# What you are asked to do:
Please count how many lines in the listing below contain the string "covered", where case matters, and reply with that number only.

# Available data:
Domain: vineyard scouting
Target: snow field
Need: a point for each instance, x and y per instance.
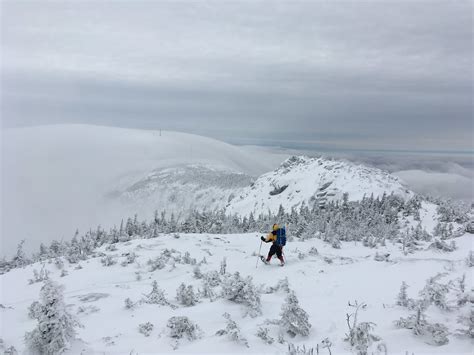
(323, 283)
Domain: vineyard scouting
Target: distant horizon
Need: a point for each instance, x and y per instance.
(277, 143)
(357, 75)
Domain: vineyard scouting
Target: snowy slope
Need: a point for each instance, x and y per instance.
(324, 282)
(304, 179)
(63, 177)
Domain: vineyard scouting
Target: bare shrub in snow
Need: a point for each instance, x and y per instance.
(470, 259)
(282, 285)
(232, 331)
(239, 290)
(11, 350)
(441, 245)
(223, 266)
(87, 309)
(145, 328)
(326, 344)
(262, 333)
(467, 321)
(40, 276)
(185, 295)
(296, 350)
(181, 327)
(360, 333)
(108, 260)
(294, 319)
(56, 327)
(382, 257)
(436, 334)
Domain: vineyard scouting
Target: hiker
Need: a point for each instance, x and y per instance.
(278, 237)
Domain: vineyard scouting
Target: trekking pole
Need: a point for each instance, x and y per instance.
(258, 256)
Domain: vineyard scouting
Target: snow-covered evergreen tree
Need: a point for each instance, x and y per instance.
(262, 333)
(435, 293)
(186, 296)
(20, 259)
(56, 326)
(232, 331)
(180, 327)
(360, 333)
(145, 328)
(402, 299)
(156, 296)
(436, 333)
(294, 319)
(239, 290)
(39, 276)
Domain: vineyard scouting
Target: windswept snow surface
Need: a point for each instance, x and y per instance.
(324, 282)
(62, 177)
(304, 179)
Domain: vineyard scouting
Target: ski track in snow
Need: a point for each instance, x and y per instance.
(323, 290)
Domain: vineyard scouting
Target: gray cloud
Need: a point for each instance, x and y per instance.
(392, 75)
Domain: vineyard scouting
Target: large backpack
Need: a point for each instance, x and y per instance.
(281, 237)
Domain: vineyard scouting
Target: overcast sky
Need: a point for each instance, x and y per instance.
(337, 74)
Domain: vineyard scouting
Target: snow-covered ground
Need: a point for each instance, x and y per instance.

==

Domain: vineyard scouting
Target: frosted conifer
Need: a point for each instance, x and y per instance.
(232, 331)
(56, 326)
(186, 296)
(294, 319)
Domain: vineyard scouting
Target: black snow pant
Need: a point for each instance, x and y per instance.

# Full solution:
2